STATED EXERCISE – Count the lines in the listing below that contain the word "front" and give only that number.

DATA SHOWN –

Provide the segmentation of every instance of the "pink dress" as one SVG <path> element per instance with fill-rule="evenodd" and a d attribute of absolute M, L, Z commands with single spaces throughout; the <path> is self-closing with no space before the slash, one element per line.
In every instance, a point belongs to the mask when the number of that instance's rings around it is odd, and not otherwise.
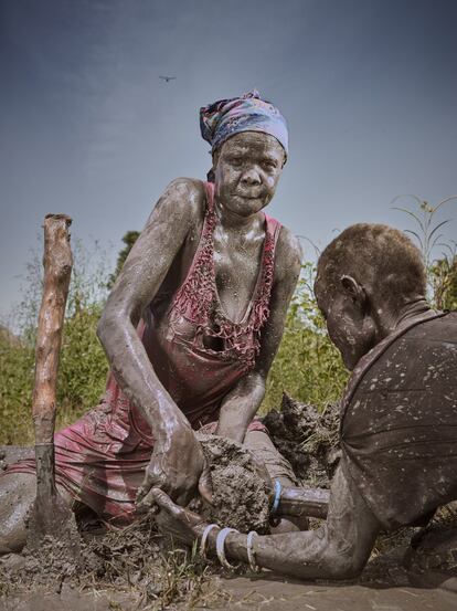
<path fill-rule="evenodd" d="M 221 307 L 214 272 L 216 223 L 213 185 L 192 265 L 174 295 L 158 295 L 138 334 L 157 376 L 193 429 L 214 432 L 224 396 L 254 365 L 268 319 L 278 221 L 265 215 L 262 264 L 240 323 Z M 211 346 L 211 347 L 210 347 Z M 216 349 L 215 349 L 216 348 Z M 264 430 L 254 420 L 249 430 Z M 130 520 L 153 447 L 153 431 L 121 392 L 113 375 L 102 403 L 54 435 L 55 476 L 75 501 L 105 518 Z M 33 460 L 7 473 L 34 472 Z"/>

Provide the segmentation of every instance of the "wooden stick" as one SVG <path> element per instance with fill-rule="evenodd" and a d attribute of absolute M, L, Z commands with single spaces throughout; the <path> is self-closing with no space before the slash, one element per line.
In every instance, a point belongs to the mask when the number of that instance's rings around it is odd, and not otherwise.
<path fill-rule="evenodd" d="M 62 343 L 62 327 L 68 294 L 73 257 L 65 214 L 47 214 L 44 219 L 44 282 L 41 302 L 32 415 L 35 430 L 36 512 L 44 518 L 56 495 L 54 473 L 54 426 L 56 383 Z"/>
<path fill-rule="evenodd" d="M 283 488 L 278 515 L 326 518 L 330 492 L 323 488 Z"/>

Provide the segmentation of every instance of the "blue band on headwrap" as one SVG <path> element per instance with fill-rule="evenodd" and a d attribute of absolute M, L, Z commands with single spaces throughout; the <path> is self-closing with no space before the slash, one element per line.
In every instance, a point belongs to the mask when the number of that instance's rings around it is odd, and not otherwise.
<path fill-rule="evenodd" d="M 257 91 L 232 99 L 220 99 L 200 108 L 200 130 L 214 151 L 223 141 L 241 131 L 262 131 L 274 136 L 288 154 L 286 119 Z"/>

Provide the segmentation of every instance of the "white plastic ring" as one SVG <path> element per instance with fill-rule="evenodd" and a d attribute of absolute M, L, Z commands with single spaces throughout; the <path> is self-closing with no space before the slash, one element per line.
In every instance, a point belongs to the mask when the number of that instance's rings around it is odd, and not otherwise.
<path fill-rule="evenodd" d="M 234 528 L 223 528 L 217 533 L 216 554 L 217 554 L 219 561 L 223 567 L 225 567 L 226 569 L 236 569 L 236 566 L 231 565 L 228 560 L 225 558 L 224 544 L 230 533 L 238 533 L 238 531 L 235 530 Z"/>
<path fill-rule="evenodd" d="M 200 554 L 203 556 L 203 558 L 206 558 L 206 554 L 205 554 L 206 541 L 213 528 L 219 528 L 217 524 L 209 524 L 206 528 L 203 530 L 202 540 L 200 541 Z"/>
<path fill-rule="evenodd" d="M 251 533 L 248 533 L 247 538 L 246 538 L 247 559 L 249 561 L 251 570 L 254 571 L 254 572 L 261 572 L 261 567 L 255 561 L 255 554 L 254 554 L 254 550 L 253 550 L 254 535 L 257 535 L 257 533 L 255 530 L 251 530 Z"/>

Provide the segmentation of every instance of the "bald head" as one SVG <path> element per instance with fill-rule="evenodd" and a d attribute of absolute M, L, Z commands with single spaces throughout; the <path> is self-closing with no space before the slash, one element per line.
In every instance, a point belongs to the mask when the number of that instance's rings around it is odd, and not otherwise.
<path fill-rule="evenodd" d="M 351 225 L 326 247 L 315 283 L 318 298 L 332 298 L 340 293 L 343 276 L 364 286 L 380 306 L 402 308 L 425 296 L 421 252 L 402 231 L 387 225 Z"/>

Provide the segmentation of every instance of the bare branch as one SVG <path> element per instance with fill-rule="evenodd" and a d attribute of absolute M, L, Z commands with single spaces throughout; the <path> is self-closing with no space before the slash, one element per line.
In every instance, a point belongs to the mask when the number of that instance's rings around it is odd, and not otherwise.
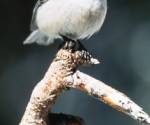
<path fill-rule="evenodd" d="M 69 115 L 63 117 L 62 122 L 61 114 L 49 115 L 56 98 L 66 87 L 80 89 L 135 120 L 150 124 L 148 114 L 127 96 L 91 76 L 76 71 L 81 65 L 97 63 L 98 60 L 93 58 L 81 43 L 63 43 L 44 78 L 35 86 L 20 125 L 61 125 L 68 121 Z M 74 122 L 65 122 L 66 125 L 84 125 L 78 117 L 74 119 Z"/>
<path fill-rule="evenodd" d="M 135 104 L 125 94 L 106 85 L 102 81 L 77 71 L 73 76 L 66 78 L 66 82 L 70 87 L 77 88 L 86 92 L 88 95 L 96 97 L 114 109 L 131 116 L 133 119 L 150 124 L 149 115 L 141 107 Z"/>

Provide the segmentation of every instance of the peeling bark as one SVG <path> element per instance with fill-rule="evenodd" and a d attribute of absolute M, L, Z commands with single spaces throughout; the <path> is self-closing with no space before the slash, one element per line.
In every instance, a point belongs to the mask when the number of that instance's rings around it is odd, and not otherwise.
<path fill-rule="evenodd" d="M 35 86 L 20 125 L 61 125 L 64 121 L 65 125 L 83 125 L 83 120 L 78 117 L 51 113 L 55 100 L 62 90 L 68 87 L 80 89 L 135 120 L 150 124 L 148 114 L 127 96 L 91 76 L 76 71 L 79 66 L 98 63 L 80 42 L 65 41 L 44 78 Z M 69 122 L 68 118 L 72 118 L 72 121 Z"/>

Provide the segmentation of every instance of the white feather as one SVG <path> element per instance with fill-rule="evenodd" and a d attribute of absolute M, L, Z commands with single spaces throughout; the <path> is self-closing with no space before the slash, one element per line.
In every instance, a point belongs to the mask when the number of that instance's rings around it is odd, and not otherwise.
<path fill-rule="evenodd" d="M 36 22 L 38 30 L 51 41 L 60 34 L 73 40 L 84 39 L 100 30 L 106 11 L 107 0 L 49 0 L 37 10 Z"/>

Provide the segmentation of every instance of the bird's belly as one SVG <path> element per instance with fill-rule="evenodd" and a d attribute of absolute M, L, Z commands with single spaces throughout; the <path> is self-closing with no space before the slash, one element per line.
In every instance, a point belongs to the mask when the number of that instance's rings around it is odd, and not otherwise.
<path fill-rule="evenodd" d="M 83 39 L 100 29 L 105 15 L 106 7 L 100 0 L 50 0 L 39 9 L 37 24 L 49 36 Z"/>

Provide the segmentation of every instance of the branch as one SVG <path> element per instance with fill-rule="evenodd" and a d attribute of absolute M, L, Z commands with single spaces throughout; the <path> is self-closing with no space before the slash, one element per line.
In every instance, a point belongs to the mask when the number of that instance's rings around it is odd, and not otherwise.
<path fill-rule="evenodd" d="M 125 94 L 106 85 L 102 81 L 80 71 L 77 71 L 73 76 L 66 78 L 66 81 L 68 85 L 70 84 L 70 87 L 77 88 L 88 95 L 101 100 L 105 104 L 131 116 L 139 122 L 150 124 L 149 115 L 145 113 L 141 107 L 134 103 Z"/>
<path fill-rule="evenodd" d="M 63 117 L 64 115 L 51 113 L 55 100 L 68 87 L 80 89 L 135 120 L 150 124 L 149 116 L 127 96 L 76 71 L 81 65 L 98 63 L 80 42 L 66 40 L 60 46 L 44 78 L 35 86 L 20 125 L 61 125 L 64 121 L 66 125 L 84 125 L 83 120 L 78 117 L 72 116 L 74 120 L 69 122 L 70 115 Z"/>

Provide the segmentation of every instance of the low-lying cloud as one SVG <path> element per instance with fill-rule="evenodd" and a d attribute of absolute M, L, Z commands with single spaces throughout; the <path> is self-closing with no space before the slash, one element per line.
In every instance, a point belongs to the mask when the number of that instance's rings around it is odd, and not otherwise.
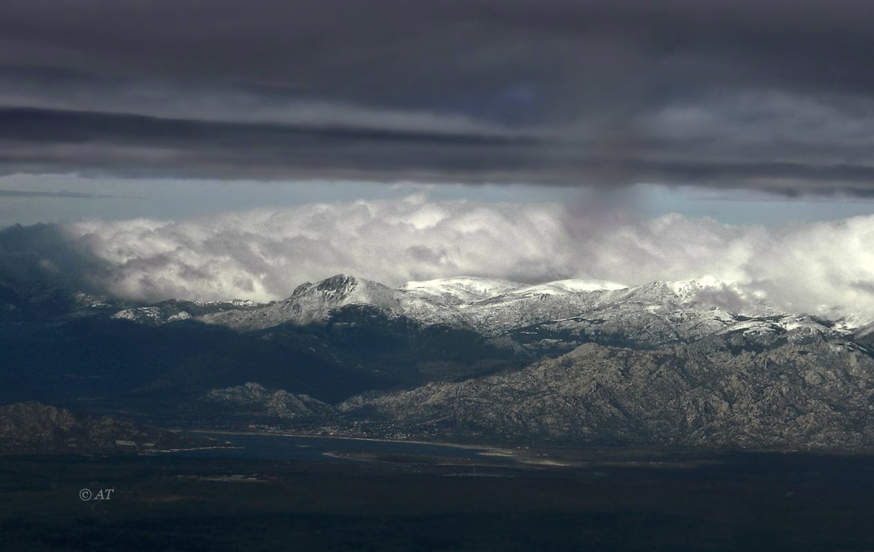
<path fill-rule="evenodd" d="M 0 274 L 152 300 L 276 300 L 339 273 L 390 286 L 458 275 L 627 285 L 711 277 L 787 310 L 874 318 L 874 216 L 774 228 L 591 210 L 412 196 L 17 226 L 0 231 Z"/>

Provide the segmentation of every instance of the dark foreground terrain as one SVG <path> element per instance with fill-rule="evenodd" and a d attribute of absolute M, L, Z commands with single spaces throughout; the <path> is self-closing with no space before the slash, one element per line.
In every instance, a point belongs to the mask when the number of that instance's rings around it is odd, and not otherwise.
<path fill-rule="evenodd" d="M 874 550 L 870 456 L 341 456 L 0 457 L 0 548 Z"/>

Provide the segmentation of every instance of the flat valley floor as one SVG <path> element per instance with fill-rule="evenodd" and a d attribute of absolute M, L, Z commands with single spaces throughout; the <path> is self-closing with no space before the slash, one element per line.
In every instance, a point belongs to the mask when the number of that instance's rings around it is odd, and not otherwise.
<path fill-rule="evenodd" d="M 0 548 L 874 550 L 872 456 L 495 454 L 0 457 Z"/>

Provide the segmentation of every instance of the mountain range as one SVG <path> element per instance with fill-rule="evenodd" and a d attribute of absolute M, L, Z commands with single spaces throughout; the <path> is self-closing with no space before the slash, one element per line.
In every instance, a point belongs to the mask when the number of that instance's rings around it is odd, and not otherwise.
<path fill-rule="evenodd" d="M 337 275 L 266 304 L 0 285 L 0 400 L 326 434 L 867 447 L 872 344 L 707 279 Z"/>

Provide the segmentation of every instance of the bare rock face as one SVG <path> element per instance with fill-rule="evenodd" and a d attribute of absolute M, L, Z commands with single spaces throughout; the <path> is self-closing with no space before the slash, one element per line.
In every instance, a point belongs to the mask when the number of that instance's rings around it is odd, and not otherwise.
<path fill-rule="evenodd" d="M 874 445 L 874 359 L 856 343 L 803 335 L 764 351 L 590 343 L 522 370 L 340 410 L 384 434 L 852 449 Z"/>
<path fill-rule="evenodd" d="M 81 416 L 40 403 L 0 407 L 0 453 L 3 454 L 123 454 L 214 445 L 211 439 L 107 416 Z"/>

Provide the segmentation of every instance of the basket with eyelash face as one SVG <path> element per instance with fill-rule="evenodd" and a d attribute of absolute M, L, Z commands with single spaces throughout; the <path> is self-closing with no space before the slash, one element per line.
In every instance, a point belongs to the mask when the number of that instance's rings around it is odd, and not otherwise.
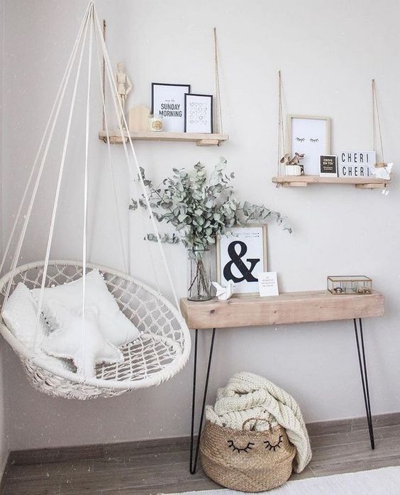
<path fill-rule="evenodd" d="M 200 439 L 204 472 L 216 483 L 240 491 L 265 491 L 291 474 L 296 447 L 279 425 L 265 431 L 223 428 L 210 421 Z"/>

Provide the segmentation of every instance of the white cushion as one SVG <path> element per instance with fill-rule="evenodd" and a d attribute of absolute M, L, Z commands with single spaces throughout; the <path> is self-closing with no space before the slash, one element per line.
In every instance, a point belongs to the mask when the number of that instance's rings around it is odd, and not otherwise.
<path fill-rule="evenodd" d="M 72 359 L 77 374 L 85 377 L 95 376 L 97 363 L 123 361 L 122 352 L 107 342 L 100 332 L 96 308 L 85 308 L 84 332 L 82 309 L 70 311 L 53 303 L 52 310 L 60 326 L 44 341 L 43 349 L 48 354 Z"/>
<path fill-rule="evenodd" d="M 33 289 L 38 301 L 40 289 Z M 97 308 L 99 327 L 104 338 L 112 345 L 119 347 L 139 337 L 139 330 L 120 311 L 117 302 L 109 291 L 106 282 L 99 270 L 93 270 L 86 276 L 85 305 Z M 55 287 L 45 288 L 43 310 L 52 324 L 58 326 L 57 310 L 54 303 L 68 308 L 75 313 L 82 310 L 83 278 Z"/>
<path fill-rule="evenodd" d="M 28 351 L 32 351 L 35 342 L 34 354 L 44 366 L 50 369 L 72 370 L 68 363 L 43 352 L 41 346 L 50 333 L 50 327 L 41 315 L 36 329 L 36 304 L 30 290 L 20 282 L 6 303 L 3 319 L 13 335 Z"/>

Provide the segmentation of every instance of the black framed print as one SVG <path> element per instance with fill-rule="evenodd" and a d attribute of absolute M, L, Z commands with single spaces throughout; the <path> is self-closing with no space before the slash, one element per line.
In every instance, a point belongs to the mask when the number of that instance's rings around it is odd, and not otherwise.
<path fill-rule="evenodd" d="M 164 131 L 184 132 L 186 93 L 190 93 L 190 85 L 152 82 L 151 113 L 162 116 Z"/>
<path fill-rule="evenodd" d="M 212 134 L 212 94 L 184 95 L 184 131 Z"/>
<path fill-rule="evenodd" d="M 234 227 L 216 239 L 217 281 L 233 283 L 233 293 L 259 294 L 258 274 L 267 271 L 267 227 Z"/>

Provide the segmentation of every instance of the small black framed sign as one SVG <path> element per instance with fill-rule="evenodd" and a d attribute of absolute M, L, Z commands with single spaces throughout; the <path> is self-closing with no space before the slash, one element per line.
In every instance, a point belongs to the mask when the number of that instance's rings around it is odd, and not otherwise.
<path fill-rule="evenodd" d="M 184 131 L 212 134 L 212 94 L 184 95 Z"/>
<path fill-rule="evenodd" d="M 152 82 L 151 113 L 161 115 L 163 130 L 184 131 L 184 95 L 190 93 L 190 85 Z"/>
<path fill-rule="evenodd" d="M 321 155 L 319 157 L 321 177 L 338 177 L 338 157 L 336 155 Z"/>

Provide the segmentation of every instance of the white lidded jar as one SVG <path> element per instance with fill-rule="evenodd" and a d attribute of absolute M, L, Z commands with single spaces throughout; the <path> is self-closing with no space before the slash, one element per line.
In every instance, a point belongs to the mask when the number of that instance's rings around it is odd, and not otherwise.
<path fill-rule="evenodd" d="M 299 165 L 285 165 L 285 175 L 301 175 L 301 167 Z"/>

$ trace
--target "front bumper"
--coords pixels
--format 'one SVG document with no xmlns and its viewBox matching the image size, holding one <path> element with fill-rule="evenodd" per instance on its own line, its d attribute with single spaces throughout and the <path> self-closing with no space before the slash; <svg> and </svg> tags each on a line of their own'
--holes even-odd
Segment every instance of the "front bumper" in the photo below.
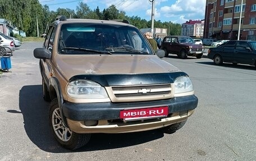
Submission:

WRITTEN SOLUTION – 2